[Exercise aim] Could you set down exactly the lines in the records below between the line holding "Mark each instance of the black door" and the line holding "Mark each instance of the bar stool leg", inclusive?

[Task data]
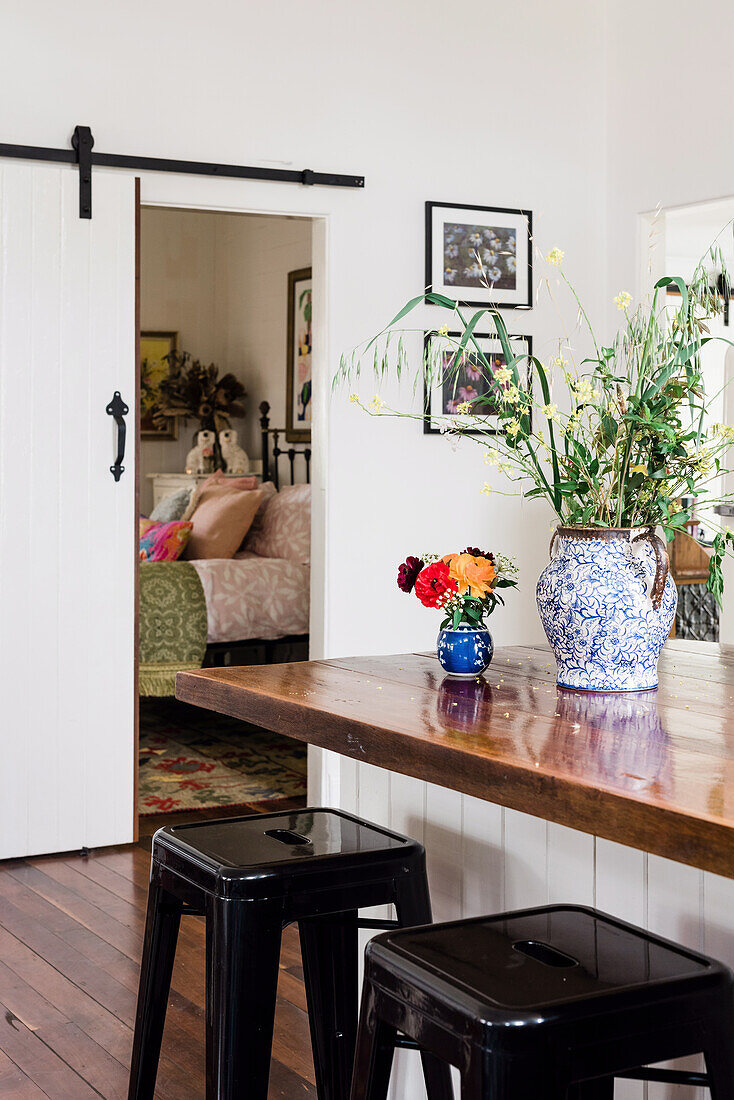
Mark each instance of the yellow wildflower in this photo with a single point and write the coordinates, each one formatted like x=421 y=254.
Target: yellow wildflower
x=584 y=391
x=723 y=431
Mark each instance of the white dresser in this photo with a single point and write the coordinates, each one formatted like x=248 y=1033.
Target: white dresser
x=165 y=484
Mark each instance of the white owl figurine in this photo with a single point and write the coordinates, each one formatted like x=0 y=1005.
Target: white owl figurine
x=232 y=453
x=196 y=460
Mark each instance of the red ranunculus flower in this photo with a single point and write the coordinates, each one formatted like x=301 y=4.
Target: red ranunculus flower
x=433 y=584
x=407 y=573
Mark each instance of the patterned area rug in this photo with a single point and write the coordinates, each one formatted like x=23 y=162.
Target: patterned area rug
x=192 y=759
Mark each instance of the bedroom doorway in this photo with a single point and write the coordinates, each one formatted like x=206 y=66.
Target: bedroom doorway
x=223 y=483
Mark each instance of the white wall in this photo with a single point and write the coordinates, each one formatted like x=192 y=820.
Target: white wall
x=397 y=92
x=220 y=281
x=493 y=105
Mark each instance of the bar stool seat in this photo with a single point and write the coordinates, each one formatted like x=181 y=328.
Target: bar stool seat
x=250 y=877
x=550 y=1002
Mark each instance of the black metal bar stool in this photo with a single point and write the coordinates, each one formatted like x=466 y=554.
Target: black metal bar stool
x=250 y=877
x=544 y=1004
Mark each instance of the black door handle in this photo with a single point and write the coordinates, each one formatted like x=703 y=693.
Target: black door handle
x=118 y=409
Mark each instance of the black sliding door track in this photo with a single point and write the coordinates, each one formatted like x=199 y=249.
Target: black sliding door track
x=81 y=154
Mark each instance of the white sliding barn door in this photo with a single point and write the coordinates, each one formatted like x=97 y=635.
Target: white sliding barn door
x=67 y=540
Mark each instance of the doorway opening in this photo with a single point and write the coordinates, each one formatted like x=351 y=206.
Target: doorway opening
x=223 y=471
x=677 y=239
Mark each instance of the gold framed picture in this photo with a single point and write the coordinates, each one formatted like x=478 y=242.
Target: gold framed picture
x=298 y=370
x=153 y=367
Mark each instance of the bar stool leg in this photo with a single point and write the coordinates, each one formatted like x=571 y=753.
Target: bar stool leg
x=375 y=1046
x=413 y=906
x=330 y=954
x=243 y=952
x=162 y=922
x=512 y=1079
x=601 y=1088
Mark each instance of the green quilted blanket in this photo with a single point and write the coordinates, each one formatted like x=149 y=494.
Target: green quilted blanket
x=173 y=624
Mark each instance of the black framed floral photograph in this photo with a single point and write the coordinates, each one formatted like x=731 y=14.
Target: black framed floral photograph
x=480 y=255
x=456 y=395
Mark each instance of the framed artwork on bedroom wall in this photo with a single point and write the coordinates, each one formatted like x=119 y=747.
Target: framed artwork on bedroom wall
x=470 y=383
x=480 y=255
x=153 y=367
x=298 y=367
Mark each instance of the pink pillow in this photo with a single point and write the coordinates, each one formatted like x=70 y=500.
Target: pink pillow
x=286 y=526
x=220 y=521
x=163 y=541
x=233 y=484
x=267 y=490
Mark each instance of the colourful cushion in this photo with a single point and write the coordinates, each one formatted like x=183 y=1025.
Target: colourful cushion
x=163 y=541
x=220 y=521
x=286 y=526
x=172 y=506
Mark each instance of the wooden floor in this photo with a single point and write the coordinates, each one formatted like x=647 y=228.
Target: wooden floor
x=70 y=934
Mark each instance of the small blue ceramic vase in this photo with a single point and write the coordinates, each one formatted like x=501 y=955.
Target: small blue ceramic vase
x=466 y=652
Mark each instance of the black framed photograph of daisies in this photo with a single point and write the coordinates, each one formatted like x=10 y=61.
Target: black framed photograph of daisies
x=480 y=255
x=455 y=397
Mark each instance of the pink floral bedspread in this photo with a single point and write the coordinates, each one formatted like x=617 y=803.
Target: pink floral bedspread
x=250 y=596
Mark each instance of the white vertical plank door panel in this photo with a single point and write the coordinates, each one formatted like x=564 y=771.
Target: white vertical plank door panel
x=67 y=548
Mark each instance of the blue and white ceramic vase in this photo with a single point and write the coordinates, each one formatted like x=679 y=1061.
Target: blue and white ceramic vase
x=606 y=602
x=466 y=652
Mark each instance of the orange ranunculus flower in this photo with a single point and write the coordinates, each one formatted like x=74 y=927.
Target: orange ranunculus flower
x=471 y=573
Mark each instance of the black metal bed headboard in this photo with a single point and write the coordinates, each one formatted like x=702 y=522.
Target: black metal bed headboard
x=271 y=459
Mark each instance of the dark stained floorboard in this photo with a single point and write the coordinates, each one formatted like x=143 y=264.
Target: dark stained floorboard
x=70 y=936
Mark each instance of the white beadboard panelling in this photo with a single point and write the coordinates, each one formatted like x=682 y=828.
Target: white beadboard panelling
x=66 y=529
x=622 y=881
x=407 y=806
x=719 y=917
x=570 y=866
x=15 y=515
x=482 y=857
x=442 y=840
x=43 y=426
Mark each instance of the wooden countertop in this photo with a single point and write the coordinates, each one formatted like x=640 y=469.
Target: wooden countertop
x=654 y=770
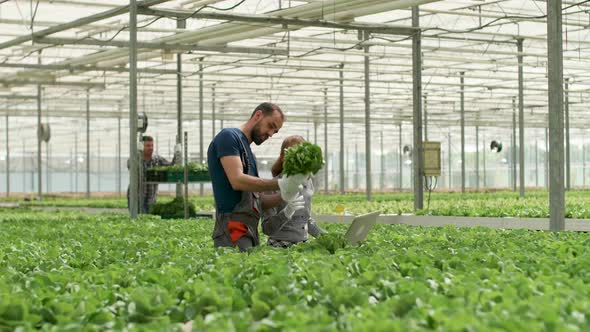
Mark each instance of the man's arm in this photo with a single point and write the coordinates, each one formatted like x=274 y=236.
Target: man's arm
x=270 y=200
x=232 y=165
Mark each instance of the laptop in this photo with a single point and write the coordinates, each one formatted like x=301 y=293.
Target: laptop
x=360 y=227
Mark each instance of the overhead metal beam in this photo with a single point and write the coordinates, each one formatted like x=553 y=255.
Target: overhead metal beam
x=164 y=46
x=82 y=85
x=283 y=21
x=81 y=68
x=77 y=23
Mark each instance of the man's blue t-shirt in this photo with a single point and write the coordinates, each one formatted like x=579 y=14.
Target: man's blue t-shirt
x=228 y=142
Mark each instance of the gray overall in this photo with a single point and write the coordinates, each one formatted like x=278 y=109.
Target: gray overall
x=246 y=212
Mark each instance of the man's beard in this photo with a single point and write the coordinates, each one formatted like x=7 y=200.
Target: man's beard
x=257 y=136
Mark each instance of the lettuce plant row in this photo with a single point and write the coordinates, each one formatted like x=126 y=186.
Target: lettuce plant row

[Output of the exercise]
Mark each instance of the black door handle in this photo with a single point and write the coordinates, each one formatted like x=703 y=693.
Target: black door handle
x=118 y=409
Mark each instance of the black sliding door track in this photo with a single point and write the coordinates, each one formatted like x=199 y=249.
Target: black sliding door track
x=81 y=154
Mark each instance of the white sliding barn door in this photo with a single point and write the coordinates, each one formatted like x=97 y=635.
Target: white sliding barn door
x=67 y=540
Mark each instance of the doorway opening in this photo with a single point and write the coordinates, each one formatted like x=351 y=206.
Target: doorway opening
x=223 y=471
x=677 y=239
Mark each instance of the gold framed picture in this photo with a single point and write the coordinates, each one formatted like x=478 y=242.
Target: gold framed picture
x=298 y=370
x=153 y=367
Mark each instance of the bar stool leg in this photo with a single point and write the coordinates, each one formatted like x=571 y=753.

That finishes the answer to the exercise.